[[ TEXT SEGMENT, beginning ]]
Similar controversy rages about whether substitution treatments, specifically those involving methadone or Buprenorphine to tread opioid dependence are better or worse than opioid-antagonist medications like Naltrexone. The evidence is that both appear to be useful in different circumstances. Opioid substitutes are generally credited with reducing overdose deaths, preventing HIV and reducing criminal behaviour. The downside is that they create dependence in the user, preventing, or complicating a complete break from drug use.

Given the widely differing needs and circumstance of drug-users, it should be self-evident that the prospects of rehabilitation are greatly enhanced by retaining all treatment options, regardless of whether they conform to particular policies or prejudices. In fact, despite Prime Minister John Howard's advocacy for zero tolerance and harm minimisation, Australia maintains a largely pragmatic, outcomes-oriented approach to illicit drugs policy and one based on all the available expert evidence.

It is to be hoped that Bishop's demand for a rethink on drug rehabilitation is recognised for what it is an unreasonably harsh and punitive approach that is more likely to drive drug-users underground than to Naltrexone clinics and that the minister for Families and Community Services, Mal Brough, gives it the response it deserves.

Canberra Times
 
research organisations should only receive taxpayer funding if they abandon the philosophy of harm minimisation in favour of zero tolerance

damn, there goes my career!

thank god this report is not to be taken seriously!
 
research organisations should only receive taxpayer funding if they abandon the philosophy of harm minimisation in favour of zero tolerance

so basically, they're saying they don't really care to know what does and doesn't work, as long as it fits with their own moral codes.
[[ TEXT SEGMENT, end ]]
USING THE INFORMATION:
1. According to the drug policy text, who is the minister for Families and Community Services?
2. Write out everything in the drug policy text from "Canberra Times" down to "goes my career!".
The data that comes next is separate material and has no connection to the drug policy text.
[[ DATA LISTING, beginning ]]
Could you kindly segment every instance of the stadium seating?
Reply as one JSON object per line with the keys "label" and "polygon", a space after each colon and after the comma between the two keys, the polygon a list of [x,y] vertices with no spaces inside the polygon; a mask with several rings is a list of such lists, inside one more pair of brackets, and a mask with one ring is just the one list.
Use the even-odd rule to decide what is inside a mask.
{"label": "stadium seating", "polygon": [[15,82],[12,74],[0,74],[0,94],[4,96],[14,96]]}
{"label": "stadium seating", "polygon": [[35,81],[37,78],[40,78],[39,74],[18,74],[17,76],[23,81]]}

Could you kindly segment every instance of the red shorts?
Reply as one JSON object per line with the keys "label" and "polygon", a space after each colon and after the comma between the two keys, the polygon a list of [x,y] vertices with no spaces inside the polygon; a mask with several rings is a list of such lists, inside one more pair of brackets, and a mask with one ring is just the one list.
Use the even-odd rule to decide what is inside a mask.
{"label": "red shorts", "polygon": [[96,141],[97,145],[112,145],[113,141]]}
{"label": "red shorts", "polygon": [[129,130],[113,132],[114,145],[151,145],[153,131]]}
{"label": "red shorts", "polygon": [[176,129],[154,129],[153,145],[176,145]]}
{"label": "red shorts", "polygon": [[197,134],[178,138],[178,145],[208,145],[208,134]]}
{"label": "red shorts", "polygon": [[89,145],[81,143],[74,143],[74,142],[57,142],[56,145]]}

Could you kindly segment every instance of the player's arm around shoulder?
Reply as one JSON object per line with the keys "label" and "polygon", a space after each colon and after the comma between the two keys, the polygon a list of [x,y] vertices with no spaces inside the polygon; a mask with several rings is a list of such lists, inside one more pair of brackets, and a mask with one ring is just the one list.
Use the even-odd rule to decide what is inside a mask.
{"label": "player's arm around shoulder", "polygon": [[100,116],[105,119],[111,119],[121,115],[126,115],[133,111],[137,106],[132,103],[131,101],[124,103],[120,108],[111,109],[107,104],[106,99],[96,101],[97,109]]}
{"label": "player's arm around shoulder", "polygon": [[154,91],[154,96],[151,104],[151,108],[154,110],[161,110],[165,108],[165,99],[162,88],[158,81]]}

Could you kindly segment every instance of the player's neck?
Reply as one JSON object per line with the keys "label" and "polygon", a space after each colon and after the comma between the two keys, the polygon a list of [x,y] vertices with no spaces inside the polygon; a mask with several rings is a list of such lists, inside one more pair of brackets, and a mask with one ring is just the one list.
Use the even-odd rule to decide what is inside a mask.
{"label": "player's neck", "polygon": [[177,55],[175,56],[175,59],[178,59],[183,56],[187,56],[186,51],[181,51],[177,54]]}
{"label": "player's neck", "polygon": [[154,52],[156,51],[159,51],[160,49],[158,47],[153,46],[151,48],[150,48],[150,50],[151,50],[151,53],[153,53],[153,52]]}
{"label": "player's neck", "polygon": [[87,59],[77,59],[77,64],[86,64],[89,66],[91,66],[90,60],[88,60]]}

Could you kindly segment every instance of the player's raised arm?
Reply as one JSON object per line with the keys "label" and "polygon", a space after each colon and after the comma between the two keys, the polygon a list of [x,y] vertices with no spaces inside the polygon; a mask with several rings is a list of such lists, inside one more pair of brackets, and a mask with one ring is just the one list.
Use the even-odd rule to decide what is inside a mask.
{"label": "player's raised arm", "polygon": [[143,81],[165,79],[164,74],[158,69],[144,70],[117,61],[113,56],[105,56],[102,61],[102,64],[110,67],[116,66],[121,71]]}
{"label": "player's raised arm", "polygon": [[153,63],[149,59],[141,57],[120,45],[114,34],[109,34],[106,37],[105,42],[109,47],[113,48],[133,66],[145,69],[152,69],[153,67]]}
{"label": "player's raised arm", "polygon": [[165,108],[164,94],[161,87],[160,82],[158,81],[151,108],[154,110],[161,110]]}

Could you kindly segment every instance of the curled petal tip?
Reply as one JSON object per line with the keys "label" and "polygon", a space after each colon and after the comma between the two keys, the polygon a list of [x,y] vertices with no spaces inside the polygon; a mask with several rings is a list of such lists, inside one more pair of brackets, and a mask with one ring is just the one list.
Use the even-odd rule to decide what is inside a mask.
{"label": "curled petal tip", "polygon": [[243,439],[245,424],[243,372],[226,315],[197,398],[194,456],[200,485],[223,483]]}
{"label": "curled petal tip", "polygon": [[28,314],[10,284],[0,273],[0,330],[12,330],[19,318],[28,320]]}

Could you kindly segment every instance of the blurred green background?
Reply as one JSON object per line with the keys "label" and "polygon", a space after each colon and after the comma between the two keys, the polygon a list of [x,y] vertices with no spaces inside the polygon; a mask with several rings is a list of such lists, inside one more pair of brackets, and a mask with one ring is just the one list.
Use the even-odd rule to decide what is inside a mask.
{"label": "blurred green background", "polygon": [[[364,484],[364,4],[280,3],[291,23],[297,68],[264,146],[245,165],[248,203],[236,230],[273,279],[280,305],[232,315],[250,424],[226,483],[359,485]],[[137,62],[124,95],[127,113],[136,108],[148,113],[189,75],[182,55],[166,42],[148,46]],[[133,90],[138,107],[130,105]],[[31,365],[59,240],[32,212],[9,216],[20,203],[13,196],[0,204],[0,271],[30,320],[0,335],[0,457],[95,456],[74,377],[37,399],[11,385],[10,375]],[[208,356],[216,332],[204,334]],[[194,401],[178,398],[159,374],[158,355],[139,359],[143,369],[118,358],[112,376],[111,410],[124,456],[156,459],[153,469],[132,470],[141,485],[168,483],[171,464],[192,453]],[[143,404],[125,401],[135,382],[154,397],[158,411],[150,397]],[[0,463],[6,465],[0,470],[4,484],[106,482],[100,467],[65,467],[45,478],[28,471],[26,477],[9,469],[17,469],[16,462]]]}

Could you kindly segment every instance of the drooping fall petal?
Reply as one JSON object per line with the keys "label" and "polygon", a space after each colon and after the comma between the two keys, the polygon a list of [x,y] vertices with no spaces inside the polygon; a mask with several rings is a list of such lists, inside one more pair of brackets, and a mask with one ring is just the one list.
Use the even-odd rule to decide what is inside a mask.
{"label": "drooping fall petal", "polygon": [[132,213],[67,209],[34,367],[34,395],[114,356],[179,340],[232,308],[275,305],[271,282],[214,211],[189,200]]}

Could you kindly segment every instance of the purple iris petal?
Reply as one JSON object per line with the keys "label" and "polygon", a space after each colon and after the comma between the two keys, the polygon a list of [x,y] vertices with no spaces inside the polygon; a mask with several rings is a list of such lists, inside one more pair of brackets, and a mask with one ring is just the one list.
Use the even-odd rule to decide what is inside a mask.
[[ DATA LISTING, end ]]
[[ DATA LISTING, beginning ]]
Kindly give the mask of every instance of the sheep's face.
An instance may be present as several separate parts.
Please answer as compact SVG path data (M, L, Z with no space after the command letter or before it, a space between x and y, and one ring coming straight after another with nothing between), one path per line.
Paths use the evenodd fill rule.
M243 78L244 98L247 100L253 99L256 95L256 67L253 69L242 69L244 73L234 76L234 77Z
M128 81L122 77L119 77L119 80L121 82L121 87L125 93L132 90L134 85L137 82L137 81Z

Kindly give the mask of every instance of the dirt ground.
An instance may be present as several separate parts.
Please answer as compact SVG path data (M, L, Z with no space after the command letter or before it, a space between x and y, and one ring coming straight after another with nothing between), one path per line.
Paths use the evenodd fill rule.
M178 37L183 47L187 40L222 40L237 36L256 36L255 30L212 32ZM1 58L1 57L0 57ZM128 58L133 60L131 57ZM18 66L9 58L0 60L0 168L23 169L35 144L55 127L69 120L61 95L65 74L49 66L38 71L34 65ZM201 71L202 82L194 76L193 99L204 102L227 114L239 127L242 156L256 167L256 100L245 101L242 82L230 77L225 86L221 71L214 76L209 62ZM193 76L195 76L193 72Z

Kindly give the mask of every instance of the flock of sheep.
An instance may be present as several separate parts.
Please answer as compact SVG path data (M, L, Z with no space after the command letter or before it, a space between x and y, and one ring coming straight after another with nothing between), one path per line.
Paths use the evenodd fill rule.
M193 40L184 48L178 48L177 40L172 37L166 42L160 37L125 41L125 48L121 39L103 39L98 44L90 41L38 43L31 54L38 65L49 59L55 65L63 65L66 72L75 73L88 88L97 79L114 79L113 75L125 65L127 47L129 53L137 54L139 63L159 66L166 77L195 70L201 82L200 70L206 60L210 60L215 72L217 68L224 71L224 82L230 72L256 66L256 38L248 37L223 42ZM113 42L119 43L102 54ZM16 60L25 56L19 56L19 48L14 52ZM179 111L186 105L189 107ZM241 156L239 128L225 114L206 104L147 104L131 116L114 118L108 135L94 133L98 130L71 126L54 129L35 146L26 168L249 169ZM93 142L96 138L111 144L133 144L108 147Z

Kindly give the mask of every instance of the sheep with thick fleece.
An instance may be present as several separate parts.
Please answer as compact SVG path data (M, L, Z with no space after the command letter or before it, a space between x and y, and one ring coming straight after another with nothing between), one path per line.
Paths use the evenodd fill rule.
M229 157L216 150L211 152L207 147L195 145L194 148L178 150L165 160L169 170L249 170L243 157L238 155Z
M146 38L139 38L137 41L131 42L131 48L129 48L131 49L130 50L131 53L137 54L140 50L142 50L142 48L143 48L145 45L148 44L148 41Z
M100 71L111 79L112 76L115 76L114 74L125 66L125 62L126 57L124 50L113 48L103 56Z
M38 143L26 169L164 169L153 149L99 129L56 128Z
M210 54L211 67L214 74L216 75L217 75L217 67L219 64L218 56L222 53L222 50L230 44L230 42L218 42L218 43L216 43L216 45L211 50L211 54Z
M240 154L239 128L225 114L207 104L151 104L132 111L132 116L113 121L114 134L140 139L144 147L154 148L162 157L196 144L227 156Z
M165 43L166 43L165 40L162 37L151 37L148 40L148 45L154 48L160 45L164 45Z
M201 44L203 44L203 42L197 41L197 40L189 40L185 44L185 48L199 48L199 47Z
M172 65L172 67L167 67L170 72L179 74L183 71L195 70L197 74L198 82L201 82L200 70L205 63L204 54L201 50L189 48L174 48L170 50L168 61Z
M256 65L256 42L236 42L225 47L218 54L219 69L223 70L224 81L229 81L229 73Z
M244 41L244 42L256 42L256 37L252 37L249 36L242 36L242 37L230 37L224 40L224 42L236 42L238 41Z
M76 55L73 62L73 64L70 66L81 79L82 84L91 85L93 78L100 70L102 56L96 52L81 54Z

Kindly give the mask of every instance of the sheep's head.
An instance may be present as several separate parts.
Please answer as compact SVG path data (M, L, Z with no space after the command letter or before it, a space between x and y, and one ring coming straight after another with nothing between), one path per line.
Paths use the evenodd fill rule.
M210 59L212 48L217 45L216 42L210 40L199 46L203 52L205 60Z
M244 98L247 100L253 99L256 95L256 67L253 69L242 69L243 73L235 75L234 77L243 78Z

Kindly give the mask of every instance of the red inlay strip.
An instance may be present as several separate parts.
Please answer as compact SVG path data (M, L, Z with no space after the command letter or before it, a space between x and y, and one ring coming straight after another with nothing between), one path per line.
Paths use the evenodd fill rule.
[[ DATA LISTING, end ]]
[[ DATA LISTING, beginning ]]
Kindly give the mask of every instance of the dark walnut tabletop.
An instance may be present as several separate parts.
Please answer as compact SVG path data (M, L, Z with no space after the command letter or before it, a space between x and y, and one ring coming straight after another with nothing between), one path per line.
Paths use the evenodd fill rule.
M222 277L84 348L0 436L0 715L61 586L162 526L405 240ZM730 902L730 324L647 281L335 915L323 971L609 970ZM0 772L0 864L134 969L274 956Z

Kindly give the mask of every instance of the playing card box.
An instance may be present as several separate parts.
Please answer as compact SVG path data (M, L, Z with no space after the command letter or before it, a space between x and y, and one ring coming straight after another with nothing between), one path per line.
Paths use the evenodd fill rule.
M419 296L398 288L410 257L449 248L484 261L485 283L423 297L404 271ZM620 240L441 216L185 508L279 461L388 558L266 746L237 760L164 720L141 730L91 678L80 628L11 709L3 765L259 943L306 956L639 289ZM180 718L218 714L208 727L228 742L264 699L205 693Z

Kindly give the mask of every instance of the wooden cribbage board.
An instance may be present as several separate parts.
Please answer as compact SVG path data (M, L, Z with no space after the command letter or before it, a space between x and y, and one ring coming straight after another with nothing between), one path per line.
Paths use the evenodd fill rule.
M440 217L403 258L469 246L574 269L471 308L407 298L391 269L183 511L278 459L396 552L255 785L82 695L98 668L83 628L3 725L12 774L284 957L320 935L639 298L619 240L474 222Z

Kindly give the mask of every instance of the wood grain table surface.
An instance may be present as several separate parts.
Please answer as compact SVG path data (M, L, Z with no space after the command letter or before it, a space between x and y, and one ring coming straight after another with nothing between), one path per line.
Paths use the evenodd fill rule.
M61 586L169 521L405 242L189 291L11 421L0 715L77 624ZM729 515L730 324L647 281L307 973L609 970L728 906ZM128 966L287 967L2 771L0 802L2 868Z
[[ DATA LISTING, end ]]
RESPONSES TO THE TASKS:
1. Mal Brough.

2.
Canberra Times
 
research organisations should only receive taxpayer funding if they abandon the philosophy of harm minimisation in favour of zero tolerance

damn, there goes my career!